Directions for this task - Copy out, word for word, the stretch of the listing below that begins at the line with "Mark the steam" and stops after the line with "point(8, 43)".

Listing -
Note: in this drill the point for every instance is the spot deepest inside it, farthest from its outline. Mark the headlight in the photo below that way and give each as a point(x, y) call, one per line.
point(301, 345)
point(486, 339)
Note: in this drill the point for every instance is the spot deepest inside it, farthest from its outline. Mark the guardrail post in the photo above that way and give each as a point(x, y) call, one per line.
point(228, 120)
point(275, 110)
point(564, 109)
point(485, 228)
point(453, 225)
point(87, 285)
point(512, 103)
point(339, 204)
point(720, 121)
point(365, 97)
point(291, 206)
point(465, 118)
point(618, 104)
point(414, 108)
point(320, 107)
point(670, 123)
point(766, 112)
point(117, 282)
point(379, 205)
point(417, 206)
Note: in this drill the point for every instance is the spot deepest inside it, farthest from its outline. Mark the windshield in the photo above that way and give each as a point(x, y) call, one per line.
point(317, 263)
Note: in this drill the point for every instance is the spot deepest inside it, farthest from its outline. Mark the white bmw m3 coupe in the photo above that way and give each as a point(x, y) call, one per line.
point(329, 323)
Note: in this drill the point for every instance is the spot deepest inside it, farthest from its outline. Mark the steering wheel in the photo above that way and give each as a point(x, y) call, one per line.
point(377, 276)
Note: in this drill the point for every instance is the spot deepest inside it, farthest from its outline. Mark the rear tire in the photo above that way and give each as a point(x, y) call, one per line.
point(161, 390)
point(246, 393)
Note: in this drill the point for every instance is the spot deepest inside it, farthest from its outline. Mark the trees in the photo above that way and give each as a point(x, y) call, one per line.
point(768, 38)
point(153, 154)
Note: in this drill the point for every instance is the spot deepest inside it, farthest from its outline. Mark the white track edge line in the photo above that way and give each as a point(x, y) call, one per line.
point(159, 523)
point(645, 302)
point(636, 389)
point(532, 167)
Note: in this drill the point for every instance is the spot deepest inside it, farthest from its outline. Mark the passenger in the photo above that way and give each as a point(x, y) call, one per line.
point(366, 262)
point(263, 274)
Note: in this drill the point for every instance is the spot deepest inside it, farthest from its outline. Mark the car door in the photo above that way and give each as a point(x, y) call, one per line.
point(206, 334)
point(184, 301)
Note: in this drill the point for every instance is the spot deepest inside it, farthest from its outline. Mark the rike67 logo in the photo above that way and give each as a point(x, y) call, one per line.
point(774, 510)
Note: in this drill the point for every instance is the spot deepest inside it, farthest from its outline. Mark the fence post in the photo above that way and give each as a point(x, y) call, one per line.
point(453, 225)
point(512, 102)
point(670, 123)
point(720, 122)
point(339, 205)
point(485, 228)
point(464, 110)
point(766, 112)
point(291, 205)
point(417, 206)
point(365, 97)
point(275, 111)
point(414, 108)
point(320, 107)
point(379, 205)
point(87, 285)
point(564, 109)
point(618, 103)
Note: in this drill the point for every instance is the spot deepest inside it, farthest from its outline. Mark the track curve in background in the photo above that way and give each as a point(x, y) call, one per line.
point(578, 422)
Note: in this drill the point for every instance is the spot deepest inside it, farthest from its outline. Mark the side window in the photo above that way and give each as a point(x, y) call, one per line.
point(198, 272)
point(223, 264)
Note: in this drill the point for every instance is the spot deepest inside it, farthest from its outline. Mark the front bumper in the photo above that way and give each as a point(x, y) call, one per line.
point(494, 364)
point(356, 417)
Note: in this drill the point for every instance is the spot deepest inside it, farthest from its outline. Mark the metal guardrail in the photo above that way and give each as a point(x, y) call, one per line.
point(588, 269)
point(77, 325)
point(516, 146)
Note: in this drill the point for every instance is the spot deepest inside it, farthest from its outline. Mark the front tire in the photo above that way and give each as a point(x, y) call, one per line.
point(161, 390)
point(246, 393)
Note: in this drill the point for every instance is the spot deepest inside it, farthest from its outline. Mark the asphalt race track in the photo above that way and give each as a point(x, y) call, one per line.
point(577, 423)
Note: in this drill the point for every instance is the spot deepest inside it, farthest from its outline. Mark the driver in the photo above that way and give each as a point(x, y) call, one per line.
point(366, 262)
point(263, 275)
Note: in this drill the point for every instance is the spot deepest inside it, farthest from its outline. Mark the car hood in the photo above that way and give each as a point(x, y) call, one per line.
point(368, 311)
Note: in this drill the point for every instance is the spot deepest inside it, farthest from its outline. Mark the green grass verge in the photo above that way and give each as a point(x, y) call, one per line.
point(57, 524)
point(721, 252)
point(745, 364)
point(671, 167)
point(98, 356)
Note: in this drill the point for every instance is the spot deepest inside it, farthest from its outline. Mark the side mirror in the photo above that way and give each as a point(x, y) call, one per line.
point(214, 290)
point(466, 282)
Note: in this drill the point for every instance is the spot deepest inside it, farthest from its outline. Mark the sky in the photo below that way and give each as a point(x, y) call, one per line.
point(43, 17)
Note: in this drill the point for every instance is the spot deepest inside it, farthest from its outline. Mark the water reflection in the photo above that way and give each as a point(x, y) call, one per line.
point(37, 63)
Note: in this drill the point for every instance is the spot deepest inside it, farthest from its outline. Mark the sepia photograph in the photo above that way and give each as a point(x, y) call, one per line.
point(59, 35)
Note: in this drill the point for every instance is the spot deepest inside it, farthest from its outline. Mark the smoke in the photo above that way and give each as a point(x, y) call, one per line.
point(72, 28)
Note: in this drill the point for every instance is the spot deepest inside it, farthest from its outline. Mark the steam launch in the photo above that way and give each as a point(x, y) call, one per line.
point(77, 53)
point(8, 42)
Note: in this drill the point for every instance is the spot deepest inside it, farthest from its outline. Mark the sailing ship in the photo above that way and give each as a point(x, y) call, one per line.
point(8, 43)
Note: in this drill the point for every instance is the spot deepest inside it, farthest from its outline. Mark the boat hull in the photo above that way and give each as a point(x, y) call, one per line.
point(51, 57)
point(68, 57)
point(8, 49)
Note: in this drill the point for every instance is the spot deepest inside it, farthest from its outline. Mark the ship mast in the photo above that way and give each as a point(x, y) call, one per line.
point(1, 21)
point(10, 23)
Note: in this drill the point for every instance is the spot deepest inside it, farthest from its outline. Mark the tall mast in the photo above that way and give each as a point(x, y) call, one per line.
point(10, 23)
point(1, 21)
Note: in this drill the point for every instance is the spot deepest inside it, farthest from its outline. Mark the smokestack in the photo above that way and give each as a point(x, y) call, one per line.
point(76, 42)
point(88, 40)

Final result -
Note: in this drill the point for every instance is the spot deepest inside it, farthest from its outline. Mark the steam launch in the photo above that way and give each as a point(x, y) call, one per line.
point(77, 53)
point(8, 42)
Note: in this drill the point for every instance is the spot deepest inside it, farthest from its outline. Mark the sailing ship in the photo above that way and give each as a point(x, y) call, one per line.
point(8, 43)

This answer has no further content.